_PROBLEM DETAILS_
Once you reach the line that contains "the building window", retype it and each later line exactly as written, stopping only at the end of the listing.

_DATA_
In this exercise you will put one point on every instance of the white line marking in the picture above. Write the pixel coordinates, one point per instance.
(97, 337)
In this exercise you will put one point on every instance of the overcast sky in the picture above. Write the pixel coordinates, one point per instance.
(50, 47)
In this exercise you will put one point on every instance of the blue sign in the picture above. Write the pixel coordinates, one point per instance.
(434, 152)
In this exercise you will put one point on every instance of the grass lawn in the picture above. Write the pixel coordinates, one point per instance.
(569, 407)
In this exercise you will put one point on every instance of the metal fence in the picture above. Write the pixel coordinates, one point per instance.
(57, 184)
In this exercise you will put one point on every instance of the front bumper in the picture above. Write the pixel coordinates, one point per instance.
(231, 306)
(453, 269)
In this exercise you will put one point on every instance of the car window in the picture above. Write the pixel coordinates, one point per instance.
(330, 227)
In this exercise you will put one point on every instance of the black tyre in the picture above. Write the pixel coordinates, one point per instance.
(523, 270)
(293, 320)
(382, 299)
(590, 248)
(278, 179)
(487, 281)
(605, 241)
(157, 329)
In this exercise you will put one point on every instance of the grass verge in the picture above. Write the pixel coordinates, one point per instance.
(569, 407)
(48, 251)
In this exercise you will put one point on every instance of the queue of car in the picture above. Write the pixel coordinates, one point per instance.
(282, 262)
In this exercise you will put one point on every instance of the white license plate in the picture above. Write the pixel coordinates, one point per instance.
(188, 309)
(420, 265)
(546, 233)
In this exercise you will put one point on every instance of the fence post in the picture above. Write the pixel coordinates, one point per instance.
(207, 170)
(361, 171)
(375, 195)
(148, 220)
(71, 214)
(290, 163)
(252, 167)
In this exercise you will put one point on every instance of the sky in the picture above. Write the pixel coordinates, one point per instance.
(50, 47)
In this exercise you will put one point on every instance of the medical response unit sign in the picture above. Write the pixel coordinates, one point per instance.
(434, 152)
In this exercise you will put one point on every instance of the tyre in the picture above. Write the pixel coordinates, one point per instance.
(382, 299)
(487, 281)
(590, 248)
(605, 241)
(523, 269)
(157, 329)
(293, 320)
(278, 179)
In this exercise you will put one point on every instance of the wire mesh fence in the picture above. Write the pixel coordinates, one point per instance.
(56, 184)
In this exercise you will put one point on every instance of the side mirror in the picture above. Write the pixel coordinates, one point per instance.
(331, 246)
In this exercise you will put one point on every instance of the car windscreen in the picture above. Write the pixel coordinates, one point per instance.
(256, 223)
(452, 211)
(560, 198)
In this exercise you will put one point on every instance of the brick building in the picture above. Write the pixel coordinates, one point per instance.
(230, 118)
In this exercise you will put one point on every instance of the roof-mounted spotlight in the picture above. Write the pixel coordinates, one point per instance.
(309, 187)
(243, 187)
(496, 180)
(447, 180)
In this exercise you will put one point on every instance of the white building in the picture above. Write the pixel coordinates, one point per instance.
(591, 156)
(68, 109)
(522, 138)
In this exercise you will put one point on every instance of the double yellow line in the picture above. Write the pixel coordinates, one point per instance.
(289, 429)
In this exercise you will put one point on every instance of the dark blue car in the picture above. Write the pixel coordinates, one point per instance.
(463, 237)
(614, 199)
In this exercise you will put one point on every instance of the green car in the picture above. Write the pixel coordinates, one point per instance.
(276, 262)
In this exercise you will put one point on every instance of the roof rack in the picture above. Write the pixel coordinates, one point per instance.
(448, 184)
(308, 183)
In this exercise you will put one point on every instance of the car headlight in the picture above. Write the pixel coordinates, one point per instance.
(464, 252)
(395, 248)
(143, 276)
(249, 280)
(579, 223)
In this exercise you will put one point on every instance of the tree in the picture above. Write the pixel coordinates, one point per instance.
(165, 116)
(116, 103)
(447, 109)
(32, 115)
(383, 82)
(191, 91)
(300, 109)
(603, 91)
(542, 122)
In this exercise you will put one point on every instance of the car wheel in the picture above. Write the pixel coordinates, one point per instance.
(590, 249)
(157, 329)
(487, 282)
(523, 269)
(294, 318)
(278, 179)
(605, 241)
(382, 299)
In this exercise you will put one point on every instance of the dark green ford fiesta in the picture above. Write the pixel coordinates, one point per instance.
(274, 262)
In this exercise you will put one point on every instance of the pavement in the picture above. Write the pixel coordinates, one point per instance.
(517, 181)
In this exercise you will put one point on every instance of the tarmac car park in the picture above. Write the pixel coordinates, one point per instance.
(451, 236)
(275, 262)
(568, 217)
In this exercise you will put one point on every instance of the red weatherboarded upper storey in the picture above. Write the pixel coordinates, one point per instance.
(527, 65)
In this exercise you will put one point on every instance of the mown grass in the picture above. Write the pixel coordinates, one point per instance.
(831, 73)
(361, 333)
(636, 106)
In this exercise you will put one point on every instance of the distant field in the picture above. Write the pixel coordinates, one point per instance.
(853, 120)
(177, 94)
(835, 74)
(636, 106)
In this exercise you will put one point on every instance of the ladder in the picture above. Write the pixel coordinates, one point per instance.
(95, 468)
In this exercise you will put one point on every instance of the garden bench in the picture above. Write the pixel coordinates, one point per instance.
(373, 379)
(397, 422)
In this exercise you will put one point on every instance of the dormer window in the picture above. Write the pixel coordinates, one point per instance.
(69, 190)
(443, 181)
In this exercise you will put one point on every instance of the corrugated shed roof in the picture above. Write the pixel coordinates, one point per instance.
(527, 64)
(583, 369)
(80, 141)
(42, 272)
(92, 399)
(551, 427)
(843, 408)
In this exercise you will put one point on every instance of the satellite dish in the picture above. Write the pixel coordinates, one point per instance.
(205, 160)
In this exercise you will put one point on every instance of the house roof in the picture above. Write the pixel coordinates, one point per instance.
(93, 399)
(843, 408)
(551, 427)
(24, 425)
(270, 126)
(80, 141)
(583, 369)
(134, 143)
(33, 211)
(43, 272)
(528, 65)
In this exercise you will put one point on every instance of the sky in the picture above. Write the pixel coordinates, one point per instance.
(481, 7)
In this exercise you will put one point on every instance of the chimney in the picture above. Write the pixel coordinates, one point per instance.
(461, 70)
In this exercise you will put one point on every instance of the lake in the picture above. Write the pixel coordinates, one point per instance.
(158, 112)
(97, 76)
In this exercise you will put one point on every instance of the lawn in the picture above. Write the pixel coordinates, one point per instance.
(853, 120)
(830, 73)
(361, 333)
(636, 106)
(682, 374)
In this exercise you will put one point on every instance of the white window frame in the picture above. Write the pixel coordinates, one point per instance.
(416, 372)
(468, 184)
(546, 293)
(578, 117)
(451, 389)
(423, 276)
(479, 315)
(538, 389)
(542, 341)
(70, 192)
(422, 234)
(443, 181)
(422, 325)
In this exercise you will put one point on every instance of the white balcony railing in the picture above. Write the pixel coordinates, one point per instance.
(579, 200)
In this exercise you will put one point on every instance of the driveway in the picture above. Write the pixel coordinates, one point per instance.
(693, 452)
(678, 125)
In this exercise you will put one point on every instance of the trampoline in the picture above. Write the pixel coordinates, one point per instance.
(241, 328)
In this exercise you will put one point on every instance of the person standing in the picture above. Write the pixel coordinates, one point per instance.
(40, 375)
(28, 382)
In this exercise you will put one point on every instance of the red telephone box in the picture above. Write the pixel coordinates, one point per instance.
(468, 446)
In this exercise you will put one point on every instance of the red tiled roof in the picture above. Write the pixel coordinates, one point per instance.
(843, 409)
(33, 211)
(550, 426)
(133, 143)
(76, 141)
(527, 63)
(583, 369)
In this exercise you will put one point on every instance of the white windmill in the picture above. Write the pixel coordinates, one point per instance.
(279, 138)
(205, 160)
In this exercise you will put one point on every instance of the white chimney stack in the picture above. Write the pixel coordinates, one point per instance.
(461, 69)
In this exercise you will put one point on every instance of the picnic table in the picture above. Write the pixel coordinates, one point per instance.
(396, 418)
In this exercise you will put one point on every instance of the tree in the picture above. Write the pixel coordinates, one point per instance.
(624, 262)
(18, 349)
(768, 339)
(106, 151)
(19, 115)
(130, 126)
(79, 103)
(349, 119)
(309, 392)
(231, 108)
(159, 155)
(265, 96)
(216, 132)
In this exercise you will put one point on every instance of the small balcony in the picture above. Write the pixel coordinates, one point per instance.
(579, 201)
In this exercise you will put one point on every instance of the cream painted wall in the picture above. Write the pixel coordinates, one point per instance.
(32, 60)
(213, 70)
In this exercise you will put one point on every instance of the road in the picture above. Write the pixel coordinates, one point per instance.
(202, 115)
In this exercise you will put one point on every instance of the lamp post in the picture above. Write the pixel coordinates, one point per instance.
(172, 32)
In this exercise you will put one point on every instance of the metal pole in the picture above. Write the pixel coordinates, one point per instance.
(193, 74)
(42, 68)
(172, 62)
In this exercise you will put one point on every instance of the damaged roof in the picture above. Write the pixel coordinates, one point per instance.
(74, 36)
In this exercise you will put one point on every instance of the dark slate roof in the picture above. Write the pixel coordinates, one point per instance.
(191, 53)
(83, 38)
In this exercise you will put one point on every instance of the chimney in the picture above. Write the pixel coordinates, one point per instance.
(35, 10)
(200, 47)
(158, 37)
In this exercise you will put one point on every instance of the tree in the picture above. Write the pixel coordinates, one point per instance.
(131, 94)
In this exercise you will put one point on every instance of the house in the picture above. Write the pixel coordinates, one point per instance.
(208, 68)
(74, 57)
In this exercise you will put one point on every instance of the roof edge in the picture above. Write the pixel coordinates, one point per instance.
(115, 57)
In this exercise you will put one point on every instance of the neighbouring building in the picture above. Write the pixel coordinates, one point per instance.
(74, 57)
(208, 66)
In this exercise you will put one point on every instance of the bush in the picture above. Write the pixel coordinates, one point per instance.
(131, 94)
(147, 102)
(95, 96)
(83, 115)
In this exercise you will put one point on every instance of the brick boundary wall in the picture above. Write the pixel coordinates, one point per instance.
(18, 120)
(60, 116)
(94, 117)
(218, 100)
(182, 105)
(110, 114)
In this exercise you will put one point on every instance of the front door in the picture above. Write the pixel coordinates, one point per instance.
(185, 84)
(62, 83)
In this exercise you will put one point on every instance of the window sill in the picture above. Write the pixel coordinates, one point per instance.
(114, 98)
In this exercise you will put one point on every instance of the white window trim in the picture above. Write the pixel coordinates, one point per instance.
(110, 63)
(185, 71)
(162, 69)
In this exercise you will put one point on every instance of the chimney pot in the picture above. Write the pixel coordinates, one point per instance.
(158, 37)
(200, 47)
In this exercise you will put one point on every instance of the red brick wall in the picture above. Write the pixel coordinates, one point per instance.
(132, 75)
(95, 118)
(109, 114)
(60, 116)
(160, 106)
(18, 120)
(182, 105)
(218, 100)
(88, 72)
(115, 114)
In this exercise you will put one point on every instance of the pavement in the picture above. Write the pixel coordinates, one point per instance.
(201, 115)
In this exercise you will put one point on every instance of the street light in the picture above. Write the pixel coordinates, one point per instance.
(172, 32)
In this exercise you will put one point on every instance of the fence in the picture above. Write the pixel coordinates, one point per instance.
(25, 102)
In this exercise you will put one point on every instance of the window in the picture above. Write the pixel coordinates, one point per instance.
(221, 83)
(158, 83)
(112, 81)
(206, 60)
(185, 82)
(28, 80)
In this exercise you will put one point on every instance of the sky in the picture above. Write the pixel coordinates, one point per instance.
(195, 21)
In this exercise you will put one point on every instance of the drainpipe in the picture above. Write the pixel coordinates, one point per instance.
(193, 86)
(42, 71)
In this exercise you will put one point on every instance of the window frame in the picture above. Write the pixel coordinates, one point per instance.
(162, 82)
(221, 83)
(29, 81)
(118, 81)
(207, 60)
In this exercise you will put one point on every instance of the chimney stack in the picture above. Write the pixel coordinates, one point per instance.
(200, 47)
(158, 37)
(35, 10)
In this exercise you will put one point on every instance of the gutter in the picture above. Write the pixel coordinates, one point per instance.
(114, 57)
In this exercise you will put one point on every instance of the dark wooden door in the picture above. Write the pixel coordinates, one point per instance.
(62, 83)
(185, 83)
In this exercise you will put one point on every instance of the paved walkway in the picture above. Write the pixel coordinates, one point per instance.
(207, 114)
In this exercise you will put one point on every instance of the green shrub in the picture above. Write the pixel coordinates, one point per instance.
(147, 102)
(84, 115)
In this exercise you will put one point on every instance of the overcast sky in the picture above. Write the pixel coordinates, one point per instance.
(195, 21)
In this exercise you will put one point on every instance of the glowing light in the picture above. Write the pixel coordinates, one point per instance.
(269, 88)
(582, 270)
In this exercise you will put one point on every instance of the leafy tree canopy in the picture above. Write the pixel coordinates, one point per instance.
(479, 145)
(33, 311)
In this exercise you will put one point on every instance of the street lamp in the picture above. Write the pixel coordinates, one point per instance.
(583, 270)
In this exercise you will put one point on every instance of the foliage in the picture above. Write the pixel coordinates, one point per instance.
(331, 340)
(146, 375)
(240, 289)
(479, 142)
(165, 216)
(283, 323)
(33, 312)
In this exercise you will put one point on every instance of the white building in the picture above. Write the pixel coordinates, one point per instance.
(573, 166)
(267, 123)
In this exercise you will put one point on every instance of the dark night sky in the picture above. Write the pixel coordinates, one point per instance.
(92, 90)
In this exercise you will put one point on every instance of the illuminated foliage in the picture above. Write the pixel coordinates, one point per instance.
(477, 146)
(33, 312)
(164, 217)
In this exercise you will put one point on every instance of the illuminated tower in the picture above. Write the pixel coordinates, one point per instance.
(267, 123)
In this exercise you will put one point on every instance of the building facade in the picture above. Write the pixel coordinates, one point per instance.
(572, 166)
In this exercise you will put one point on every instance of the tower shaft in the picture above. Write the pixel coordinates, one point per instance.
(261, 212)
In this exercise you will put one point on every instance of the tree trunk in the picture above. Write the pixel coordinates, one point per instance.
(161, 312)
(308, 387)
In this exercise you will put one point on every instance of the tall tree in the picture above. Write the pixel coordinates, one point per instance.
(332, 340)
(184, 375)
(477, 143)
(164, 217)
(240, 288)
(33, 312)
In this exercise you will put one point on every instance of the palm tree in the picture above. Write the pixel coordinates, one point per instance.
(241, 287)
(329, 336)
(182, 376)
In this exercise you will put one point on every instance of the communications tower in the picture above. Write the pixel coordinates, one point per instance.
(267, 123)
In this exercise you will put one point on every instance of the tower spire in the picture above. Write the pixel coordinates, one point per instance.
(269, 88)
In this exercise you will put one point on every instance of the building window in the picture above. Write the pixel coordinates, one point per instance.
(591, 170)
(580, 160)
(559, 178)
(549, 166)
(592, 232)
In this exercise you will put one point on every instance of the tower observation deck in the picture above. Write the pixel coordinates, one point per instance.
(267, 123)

_ANSWER_
In this exercise you will put one point on every instance of the building window in the picture above. Write the pixel coordinates, one point per instance.
(591, 170)
(580, 160)
(559, 178)
(549, 166)
(592, 232)
In this exercise you will put one point on every instance of the tower observation deck in the picture above. Write the pixel coordinates, one point per instance.
(267, 123)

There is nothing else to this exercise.